» Texto de leitura
□ □ □ □

A notinha, que tinha o título ‘Mercados’ (edição impressa de 23/09/2015), ficou
em meus arquivos já com o título que uso agora neste artigo. Traduzi do
espanhol:
“A droga Daraprim serve para tratar a Aids e tem
salvo vidas em todo o mundo. O valor da dose era de 13,5 dólares até há poucos
dias, ainda que fabricar um comprimido custe apenas um dólar. Como o
medicamento em geral faz parte das regras do jogo do mercado, na semana passada
(mês de setembro/2015), a empresa Turing Pharmaceuticals, de Nova Iorque, comprou
os direitos exclusivos de fabricação e venda do remédio nos Estados Unidos e
aumentou 5.000% o preço. Agora custa 750 dólares”.
É de lascar, não é? Diante duma notícia desta, a
gente fica até sem graça se perguntando: o que digo agora que possa causar
algum impacto?
Me vêm à mente aqueles casos mais convencionais de
quando o pai (ou a mãe) pergunta ao filho o que quer ser quando crescer e a
resposta: quero ser médico para ajudar as pessoas. Coitado! E a festa quando
passa no vestibular!? E na formatura!?
Me recordo dum conto do grande Monteiro Lobato
falando dum jovem médico, que substitui seu pai, também médico, no tratamento
dum fazendeiro rico e traça toda uma estratégia para prolongar a doença e
arrancar toda a fortuna do homem, inclusive no inventário pós morte.
Me recordo dum médico fdp que ia cuidar de minha
mãe já perto de morrer: a sacanagem foi
tão grande que o “xinguei” de deus e passei dois meses com uma dor de cabeça
que temi que se tornasse crônica.
Me recordo quando eu era um jovem repórter, na
década de 70, e chegava aqui o ministro da Saúde e ele anunciava – e a gente
escrevia e o jornal publicava com destaque – uma nova medida administrativa que
iria acabar com as filas do atendimento aos pobres.
As filas estão aí até hoje. Com a “universalização”
do SUS, parece que melhorou, mas outro dia estive marcando uns exames para uma
sobrinha ali na Rua Carlos Gomes (centro de Salvador) e testemunhei cenas de
resignação e revolta.

□ □ □ □

» Lista de tarefas
1. Resuma em duas frases o texto sobre o preço do Daraprim.
2. Diga se cada afirmação abaixo concorda com o texto sobre o preço do Daraprim, respondendo sim ou não e citando as palavras do texto que decidem a questão.
(a) Fabricar um comprimido de Daraprim custa apenas um dólar.
(b) A Turing Pharmaceuticals tem sede em São Paulo.
(c) As filas do atendimento aos pobres acabaram depois da medida anunciada pelo ministro da Saúde.
3. Dê sequência ao texto sobre o preço do Daraprim a partir da última frase apresentada.
Os registros vêm de uma fonte diferente da do texto.

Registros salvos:

□ □ □ □

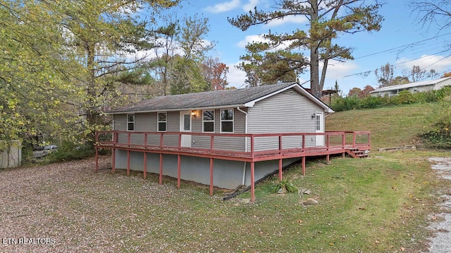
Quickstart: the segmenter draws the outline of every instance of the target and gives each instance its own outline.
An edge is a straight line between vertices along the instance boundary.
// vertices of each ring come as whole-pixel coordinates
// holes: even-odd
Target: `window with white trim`
[[[202,131],[214,132],[214,110],[202,111]]]
[[[321,115],[315,115],[315,128],[316,131],[320,131],[321,129]]]
[[[168,115],[166,112],[158,112],[157,113],[157,119],[158,119],[158,126],[157,131],[166,131],[166,123]]]
[[[233,133],[233,109],[221,110],[221,132]]]
[[[135,114],[127,115],[127,131],[135,131]]]

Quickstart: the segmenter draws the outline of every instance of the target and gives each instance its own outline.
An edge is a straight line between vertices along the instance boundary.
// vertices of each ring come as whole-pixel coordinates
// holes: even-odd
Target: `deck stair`
[[[346,153],[354,158],[368,157],[368,153],[365,150],[360,150],[358,148],[347,149]]]

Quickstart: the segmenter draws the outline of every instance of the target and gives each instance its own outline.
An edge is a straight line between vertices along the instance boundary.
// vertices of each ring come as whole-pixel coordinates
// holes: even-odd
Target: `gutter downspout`
[[[248,121],[249,121],[249,117],[247,117],[247,112],[245,112],[244,110],[240,109],[239,106],[237,106],[237,110],[242,113],[244,113],[246,115],[246,126],[245,128],[245,134],[248,134],[249,129],[248,129]],[[246,152],[249,151],[249,144],[248,144],[248,140],[247,140],[247,137],[245,138],[245,150],[246,150]],[[245,186],[245,180],[246,180],[246,165],[247,165],[247,162],[245,162],[245,165],[242,168],[242,181],[241,183],[241,184],[242,186]]]

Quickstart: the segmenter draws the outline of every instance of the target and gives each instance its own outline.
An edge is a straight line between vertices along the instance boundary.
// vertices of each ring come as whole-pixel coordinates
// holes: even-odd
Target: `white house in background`
[[[0,141],[0,146],[6,146],[0,150],[0,169],[13,168],[20,166],[22,162],[22,143],[20,141],[11,141],[10,144]]]
[[[393,85],[376,89],[370,93],[373,96],[397,96],[402,91],[412,93],[439,90],[443,86],[451,86],[451,77],[444,77],[435,80],[416,82],[405,84]]]

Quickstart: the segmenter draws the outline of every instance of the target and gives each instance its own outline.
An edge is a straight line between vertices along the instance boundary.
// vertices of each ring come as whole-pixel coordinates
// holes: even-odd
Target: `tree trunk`
[[[310,23],[318,22],[318,0],[311,0],[310,8]],[[310,45],[310,90],[316,98],[321,95],[321,89],[319,86],[319,54],[318,48],[319,42],[311,39]]]

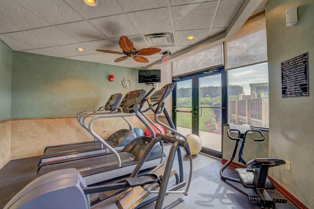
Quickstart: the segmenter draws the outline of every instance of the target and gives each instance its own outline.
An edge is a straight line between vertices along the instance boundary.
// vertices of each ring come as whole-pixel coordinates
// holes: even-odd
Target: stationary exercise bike
[[[287,201],[285,199],[272,199],[266,191],[266,189],[275,188],[273,183],[267,176],[269,168],[285,164],[285,160],[271,158],[257,158],[245,162],[243,158],[243,151],[247,134],[253,132],[259,133],[261,138],[254,139],[254,141],[263,141],[265,139],[264,135],[260,130],[251,129],[250,126],[247,124],[229,124],[229,127],[230,129],[227,131],[228,136],[230,139],[235,140],[235,143],[231,157],[220,169],[221,179],[241,183],[245,187],[252,188],[254,194],[248,195],[249,202],[260,203],[262,208],[267,207],[274,209],[275,203],[286,203]],[[237,133],[237,136],[232,136],[231,132]],[[234,159],[239,142],[241,145],[238,161],[245,165],[246,168],[236,168],[236,172],[239,178],[236,179],[226,176],[223,172]]]

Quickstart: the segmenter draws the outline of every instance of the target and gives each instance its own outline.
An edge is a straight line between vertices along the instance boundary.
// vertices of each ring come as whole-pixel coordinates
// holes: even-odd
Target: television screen
[[[139,83],[160,82],[160,70],[142,70],[138,71]]]

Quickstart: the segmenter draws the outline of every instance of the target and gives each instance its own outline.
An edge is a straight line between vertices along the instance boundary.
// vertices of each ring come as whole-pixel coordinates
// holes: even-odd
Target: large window
[[[222,49],[221,46],[218,45],[173,62],[173,77],[178,79],[180,76],[190,76],[193,73],[196,75],[202,70],[223,64],[227,73],[223,74],[223,77],[228,76],[228,84],[225,85],[228,87],[226,117],[228,117],[228,123],[268,128],[268,78],[264,11],[250,17],[232,38],[223,43],[224,50]],[[207,86],[215,86],[209,77],[204,78]],[[222,97],[224,97],[226,94],[222,95]],[[211,96],[206,98],[209,101],[214,99]]]
[[[267,62],[228,71],[228,122],[268,128]]]

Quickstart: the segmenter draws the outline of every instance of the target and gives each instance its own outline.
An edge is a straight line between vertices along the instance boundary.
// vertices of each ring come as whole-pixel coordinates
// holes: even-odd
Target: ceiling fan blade
[[[136,52],[137,54],[139,55],[152,55],[156,53],[158,53],[158,52],[161,51],[161,49],[158,48],[144,48]]]
[[[146,57],[142,56],[134,56],[133,57],[133,59],[136,62],[141,62],[142,63],[147,63],[149,62],[148,59]]]
[[[116,51],[111,51],[110,50],[96,50],[96,51],[98,52],[104,52],[105,53],[117,53],[118,54],[123,54],[123,53],[122,52],[116,52]]]
[[[119,45],[124,51],[130,52],[134,48],[133,42],[127,36],[121,36],[119,40]]]
[[[125,60],[126,59],[128,59],[128,57],[129,57],[129,56],[128,56],[119,57],[114,60],[114,62],[121,62],[121,61]]]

□ □ □ □

» Suas respostas
1. A Turing Pharmaceuticals, de Nova Iorque, comprou os direitos exclusivos de fabricação e venda do Daraprim, remédio usado contra a Aids, nos Estados Unidos e aumentou o preço da dose em 5.000%, de 13,5 para 750 dólares. Diante da notícia, o autor relembra um conto de Monteiro Lobato sobre um jovem médico que se aproveita de um fazendeiro rico, um médico que ia cuidar de sua mãe e as promessas de um ministro da Saúde de acabar com as filas do atendimento aos pobres, que continuam até hoje.

2.
(a) Sim: "ainda que fabricar um comprimido custe apenas um dólar".
(b) Não: "a empresa Turing Pharmaceuticals, de Nova Iorque".
(c) Não: "As filas estão aí até hoje."

3.
Mas passei a falar de pobres – mania de falar de
pobres, parece até coisa de comunista -, os quais não são bem o cerne dos
interesses do dito mercado.
O importante mesmo não são os pacientes, mas os
“clientes” desse imenso, rendoso e fascinante mercado, onde giram os negócios da
indústria farmacêutica, dos grandes laboratórios, dos chamados planos de saúde
(empresas seguradoras), clínicas, hospitais e dos médicos/empresários, em
conluio com os monopólios da mídia hegemônica, autoridades governamentais e
associações médicas.
Quem quiser avançar no assunto, deixo aqui o link
do artigo “A Máfia Médica” e a Indústria da Doença: http://www.fisiobrasil.com.br/main.asp?link=noticia&id=1471
Jadson Oliveira é jornalista baiano. Trabalhou nos jornais Tribuna da Bahia, Jornal da Bahia, Diário de Notícias, O Estado de S.Paulo e Movimento. Depois de aposentado virou blogueiro e tem viajado pela América do Sul e Caribe. Edita o Blog Evidentemente – www.blogdejadson.blogspot.com .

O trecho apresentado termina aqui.